- **TRAVAIL DEMANDÉ**:
a) D'après le texte sur les Acadiens, en quelle année le gouvernement du Nouveau-Brunswick reconnut-il l'égalité des droits linguistiques des deux communautés de la province ?
b) Mettez à jour le passage du texte sur les Acadiens allant de « Finalement, le noyau » jusqu'à « est trop tard. », en y remplaçant « probablement » par « sans doute ».
c) Prolongez, s'il vous plaît, le texte sur les Acadiens à partir de l'endroit où il s'arrête.

#### EXTRAIT DU DOCUMENT

Je fus envoyé en Acadie en 1963 pour « reprendre contact » par Robert de Caix, rédacteur au Journal des Débats, diplomate en Syrie, à la SDN, puis en Acadie, alors âgé de 96 ans : « Jeune homme, voici 500 Fr. aller continuer mon œuvre ! ».

Via Philippe Rossillon, plus tard président de Population et Avenir, les responsables associatifs que je pus effectivement contacter grâce aux souvenirs laissés par Robert de Caix signaient avec le général De Gaulle le traité franco-acadien, probablement un des rares entre un État et un peuple sans structure officielle et donc représenté par des associations.

À partir de cette date, des progrès continus furent effectués et en 1981, le gouvernement du Nouveau-Brunswick reconnut enfin l’égalité des droits linguistiques des deux communautés de la province, et donc son bilinguisme.

La même année, les familles acadiennes de la Nouvelle-Écosse purent envoyer leurs enfants à l’école française, ensuite prolongée par l’Université Sainte- Anne, la seule université francophone de la province.

 

Sur le plan démo-économique, on note pendant cette époque deux évolutions de sens inverse :

  • l’industrialisation amène une part des Acadiens vers les villes, où la fécondité baisse et où l’on travaille en anglais; dans un deuxième temps la désindustrialisation pousse à l’émigration des francophones comme des anglophones, notamment vers l’Alberta pétrolier,
  • la tertiarisation, qui multiplie les élites acadiennes, notamment dans le commerce et les professions libérales ; les« villages » deviennent alors de petites villes où l’on peut vivre dans des circuits entièrement francophones, alors que le déclin du forestage et des pêcheries avaient fait craindre la nécessité d’intégrer les circuits anglophones.

Finalement, le noyau du peuple acadien, environ 400 000 personnes hors du Québec, est probablement sauvé. Mais pour certaines franges et certaines communautés isolées, il est trop tard.

De plus, comme au Québec, maintenant que « la dignité » est reconnue et que la revendication linguistique n’est plus nécessaire pour les besoins les plus criants, le militantisme francophone a tendance à perdre de la vigueur. Il demeure néanmoins puissant dans la « capitale nationale » de Caraquet où un festival réunit régulièrement des francophones tous les pays.

 

Yves Montenay

Télécharger l’étude : Acadie, histoire heurtée d’un peuplement

 

La démographie politique francophone au Québec

 

Crédit photo de couverture : Acadiens et Acadiennes au tintamarre de Bouctouche, par Jean-Marc Doiron – Acadie Nouvelle

7 commentaires sur “L’Acadie et les tribulations des Acadiens”

########
#### EXTRAIT DES DONNÉES

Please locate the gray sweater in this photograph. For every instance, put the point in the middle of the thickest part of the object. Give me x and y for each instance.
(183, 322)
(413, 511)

########

- **RÉPONSES ATTENDUES**:
a) En 1981.

b)
Finalement, le noyau du peuple acadien, environ 400 000 personnes hors du Québec, est sans doute sauvé. Mais pour certaines franges et certaines communautés isolées, il est trop tard.

c)
  1. Pendant longtemps, pour moi, les Acadiens et acadiennes ont été le thème d’une chanson de Michel Fugain.
    Toutefois, à la fin des années 80, dans un club de Yaoundé (Cameroun), une petite fille que je pensais Québécoise, m’a expliqué qu’elle était acadienne. Elle m’a raconté, avec son accent « de là-bas » les tribulations des ancêtres de sa famille sur plusieurs générations depuis l’époque où elle avait été chassée du paradis. Je n’ai jamais plus écouté la chanson de Michel Fugain de la même façon quand elle passe encore à la radio… La petite n’avait probablement pas douze ans et connaissait sur le bout du doigt les étapes des installations successives de sa famille. Votre article m’a remis ce moment en tête. Merci.

  2. Merci pour ce témoignage.
    Il faut écouter les belles chansons du louisianais Zachary Richard, descendant d’Acadiens.

    Un entretien récent avec lui, sur: https://ici.radio-canada.ca/premiere/emissions/medium-large/episodes/413454/audio-fil-du-mercredi-15-aout-2018
    (« Le destin et l’histoire des Acadiens et des Québécois sont liés. Un tiers des Québécois et même plus ont un ancêtre acadien dans leur arbre généalogique. » En cette Journée nationale de l’Acadie, qui se terminera par un concert du chanteur dans un bastion acadien à Saint-Liguori, dans Lanaudière, Zachary Richard rappelle que son peuple a maintenu une présence constante au Québec au fil de l’histoire, et vice-versa. L’artiste louisianais parle à Stéphan Bureau de l’importance, pour les Acadiens, de ne pas se considérer comme des victimes).

    Exemples de chansons de Zachary Richard : « laisse le vent souffler », ou « au bord du lac Bijou ».
    Et puis aussi, la chanson de Daniel Lanoix « Acadie ».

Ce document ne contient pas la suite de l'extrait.